→ Requirement: Tally the lines of the entries in which the string "below" occurs, and say only how many.

→ Information given:

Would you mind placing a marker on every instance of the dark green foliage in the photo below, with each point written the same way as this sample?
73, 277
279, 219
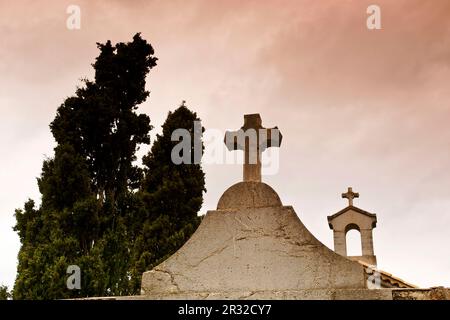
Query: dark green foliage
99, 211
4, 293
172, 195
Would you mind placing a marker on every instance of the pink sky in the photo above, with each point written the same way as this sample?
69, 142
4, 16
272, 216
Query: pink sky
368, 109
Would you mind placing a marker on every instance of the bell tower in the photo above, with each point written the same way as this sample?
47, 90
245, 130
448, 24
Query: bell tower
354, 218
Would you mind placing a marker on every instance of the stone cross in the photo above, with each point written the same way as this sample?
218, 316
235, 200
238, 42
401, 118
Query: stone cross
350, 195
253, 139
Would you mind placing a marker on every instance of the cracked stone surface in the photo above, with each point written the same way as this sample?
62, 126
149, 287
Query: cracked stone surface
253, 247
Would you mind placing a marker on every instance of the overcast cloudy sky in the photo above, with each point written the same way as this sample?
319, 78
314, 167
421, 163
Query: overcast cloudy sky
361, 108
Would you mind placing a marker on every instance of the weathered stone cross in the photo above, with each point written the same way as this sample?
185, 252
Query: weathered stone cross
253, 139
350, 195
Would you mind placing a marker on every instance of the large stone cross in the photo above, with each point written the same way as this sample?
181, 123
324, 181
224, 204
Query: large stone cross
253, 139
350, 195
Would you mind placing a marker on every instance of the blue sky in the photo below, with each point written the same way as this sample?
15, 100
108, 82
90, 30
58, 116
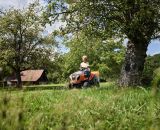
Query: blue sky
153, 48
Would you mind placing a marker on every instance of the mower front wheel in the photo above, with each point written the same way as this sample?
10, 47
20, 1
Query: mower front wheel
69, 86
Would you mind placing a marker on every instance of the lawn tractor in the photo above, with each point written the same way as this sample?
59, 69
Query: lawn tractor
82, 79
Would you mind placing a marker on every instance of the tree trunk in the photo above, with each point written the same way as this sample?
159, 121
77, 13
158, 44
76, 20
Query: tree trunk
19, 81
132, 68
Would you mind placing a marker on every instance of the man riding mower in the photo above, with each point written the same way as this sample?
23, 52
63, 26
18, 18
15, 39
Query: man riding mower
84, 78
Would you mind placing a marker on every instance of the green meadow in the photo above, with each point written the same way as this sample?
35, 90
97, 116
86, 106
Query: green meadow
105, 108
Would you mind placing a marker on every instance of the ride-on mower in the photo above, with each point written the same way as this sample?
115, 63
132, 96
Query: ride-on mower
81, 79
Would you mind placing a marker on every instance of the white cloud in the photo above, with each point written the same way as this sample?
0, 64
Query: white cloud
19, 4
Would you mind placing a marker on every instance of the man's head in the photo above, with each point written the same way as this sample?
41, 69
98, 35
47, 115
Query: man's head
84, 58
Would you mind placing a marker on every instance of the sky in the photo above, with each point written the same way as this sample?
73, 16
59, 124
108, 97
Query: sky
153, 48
--
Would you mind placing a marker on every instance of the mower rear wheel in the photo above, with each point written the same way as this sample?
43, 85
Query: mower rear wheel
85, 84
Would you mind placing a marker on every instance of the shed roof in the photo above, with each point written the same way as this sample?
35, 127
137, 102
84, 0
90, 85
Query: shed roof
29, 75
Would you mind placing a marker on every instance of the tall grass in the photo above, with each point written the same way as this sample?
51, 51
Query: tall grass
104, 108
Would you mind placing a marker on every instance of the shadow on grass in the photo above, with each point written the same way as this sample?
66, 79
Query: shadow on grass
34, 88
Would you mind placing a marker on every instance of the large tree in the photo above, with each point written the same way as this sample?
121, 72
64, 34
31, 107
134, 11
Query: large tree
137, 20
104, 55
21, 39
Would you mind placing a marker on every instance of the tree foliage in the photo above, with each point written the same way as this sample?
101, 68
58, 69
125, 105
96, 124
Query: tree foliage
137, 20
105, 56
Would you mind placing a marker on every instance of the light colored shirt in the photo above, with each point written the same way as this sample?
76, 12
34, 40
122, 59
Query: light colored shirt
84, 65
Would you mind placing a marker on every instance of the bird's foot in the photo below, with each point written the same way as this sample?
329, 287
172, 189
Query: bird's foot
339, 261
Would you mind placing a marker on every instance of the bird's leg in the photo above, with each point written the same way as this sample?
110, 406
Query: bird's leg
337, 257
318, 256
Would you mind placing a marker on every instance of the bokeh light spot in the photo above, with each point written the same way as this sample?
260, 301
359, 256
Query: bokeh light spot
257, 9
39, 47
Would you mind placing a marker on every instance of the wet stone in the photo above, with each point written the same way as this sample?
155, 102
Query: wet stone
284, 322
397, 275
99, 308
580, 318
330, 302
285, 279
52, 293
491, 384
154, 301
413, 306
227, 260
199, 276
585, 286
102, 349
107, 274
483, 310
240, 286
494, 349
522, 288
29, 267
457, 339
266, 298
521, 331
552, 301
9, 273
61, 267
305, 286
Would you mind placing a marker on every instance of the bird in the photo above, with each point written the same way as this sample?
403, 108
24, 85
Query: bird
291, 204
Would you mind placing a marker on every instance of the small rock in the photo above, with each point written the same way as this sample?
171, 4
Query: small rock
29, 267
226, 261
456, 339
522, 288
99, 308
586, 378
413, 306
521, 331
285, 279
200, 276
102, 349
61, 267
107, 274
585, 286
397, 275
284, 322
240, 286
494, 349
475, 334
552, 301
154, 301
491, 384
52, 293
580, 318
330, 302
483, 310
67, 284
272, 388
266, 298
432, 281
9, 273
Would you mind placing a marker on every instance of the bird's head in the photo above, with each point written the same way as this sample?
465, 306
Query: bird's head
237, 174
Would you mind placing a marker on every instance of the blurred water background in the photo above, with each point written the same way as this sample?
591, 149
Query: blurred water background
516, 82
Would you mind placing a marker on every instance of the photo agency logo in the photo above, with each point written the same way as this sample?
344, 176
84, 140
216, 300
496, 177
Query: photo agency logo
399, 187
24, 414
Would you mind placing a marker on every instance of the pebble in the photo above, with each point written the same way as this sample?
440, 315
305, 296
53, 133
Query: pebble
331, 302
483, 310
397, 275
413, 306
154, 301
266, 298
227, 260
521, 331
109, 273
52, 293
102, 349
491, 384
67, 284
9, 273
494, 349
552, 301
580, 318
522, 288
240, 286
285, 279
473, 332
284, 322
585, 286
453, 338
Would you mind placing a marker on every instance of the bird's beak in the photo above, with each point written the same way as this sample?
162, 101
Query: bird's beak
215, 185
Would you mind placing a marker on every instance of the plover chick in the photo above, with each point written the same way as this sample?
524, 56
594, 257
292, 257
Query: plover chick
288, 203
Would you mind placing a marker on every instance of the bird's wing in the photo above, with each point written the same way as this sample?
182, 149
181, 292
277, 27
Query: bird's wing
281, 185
* * *
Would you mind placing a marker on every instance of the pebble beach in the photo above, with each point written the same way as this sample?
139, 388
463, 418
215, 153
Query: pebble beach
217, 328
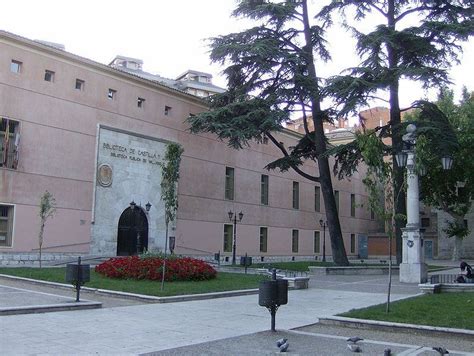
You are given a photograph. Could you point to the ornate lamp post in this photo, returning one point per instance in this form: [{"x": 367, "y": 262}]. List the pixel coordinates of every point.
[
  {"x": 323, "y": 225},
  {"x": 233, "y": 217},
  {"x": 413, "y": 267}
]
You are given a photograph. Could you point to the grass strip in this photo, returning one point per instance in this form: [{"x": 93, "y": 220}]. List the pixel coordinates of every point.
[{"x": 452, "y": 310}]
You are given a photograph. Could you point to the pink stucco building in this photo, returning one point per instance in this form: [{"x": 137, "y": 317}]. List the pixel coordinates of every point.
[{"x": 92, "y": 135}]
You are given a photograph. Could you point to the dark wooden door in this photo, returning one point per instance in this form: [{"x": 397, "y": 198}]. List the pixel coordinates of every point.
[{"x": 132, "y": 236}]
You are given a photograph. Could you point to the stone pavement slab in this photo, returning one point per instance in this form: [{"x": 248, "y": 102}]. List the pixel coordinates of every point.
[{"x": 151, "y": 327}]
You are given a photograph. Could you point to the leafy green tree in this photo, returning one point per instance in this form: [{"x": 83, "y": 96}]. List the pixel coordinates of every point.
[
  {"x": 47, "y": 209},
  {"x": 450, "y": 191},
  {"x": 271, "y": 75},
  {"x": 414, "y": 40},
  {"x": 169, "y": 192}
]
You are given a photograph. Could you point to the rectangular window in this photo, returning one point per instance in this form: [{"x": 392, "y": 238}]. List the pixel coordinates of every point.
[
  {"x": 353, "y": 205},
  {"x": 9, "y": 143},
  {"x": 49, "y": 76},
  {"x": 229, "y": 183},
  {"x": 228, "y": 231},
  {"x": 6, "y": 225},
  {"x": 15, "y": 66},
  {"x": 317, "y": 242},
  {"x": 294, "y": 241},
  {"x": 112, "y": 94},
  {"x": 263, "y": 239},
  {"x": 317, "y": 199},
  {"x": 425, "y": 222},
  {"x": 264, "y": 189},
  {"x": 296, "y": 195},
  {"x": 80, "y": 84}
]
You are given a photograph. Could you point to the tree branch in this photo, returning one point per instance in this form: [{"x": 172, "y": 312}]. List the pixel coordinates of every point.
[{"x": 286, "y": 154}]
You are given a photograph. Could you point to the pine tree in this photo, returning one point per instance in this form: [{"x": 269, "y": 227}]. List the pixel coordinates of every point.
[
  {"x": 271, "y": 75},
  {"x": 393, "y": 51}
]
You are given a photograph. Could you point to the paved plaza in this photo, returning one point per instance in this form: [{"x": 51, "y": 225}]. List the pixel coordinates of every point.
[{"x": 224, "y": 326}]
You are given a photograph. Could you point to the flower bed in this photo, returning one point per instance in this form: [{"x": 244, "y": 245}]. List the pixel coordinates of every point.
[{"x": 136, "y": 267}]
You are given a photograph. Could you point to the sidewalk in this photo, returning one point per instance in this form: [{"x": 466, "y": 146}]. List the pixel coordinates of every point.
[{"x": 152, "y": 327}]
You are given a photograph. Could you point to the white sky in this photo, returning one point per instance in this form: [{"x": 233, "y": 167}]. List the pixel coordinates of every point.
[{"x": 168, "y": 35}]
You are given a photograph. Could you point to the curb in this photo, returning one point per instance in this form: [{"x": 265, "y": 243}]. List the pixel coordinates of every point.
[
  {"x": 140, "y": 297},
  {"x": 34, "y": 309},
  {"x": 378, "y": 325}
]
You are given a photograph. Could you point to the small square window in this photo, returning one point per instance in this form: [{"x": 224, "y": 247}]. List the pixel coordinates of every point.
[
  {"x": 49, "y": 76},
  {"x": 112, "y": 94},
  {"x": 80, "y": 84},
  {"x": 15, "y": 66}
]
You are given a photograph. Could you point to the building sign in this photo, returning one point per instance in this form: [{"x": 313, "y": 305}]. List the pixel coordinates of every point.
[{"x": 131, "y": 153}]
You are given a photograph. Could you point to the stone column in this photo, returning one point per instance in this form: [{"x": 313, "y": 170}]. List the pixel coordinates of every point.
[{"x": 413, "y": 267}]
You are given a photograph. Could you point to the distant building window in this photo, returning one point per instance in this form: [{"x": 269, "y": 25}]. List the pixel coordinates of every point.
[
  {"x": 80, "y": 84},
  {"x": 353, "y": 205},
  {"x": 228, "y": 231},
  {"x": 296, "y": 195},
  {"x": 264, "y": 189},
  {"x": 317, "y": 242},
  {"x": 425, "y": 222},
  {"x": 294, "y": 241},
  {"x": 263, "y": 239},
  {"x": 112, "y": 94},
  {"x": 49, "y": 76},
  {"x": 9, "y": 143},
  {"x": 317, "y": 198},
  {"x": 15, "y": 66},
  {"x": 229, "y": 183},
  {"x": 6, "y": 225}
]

→ Solution to this task: 3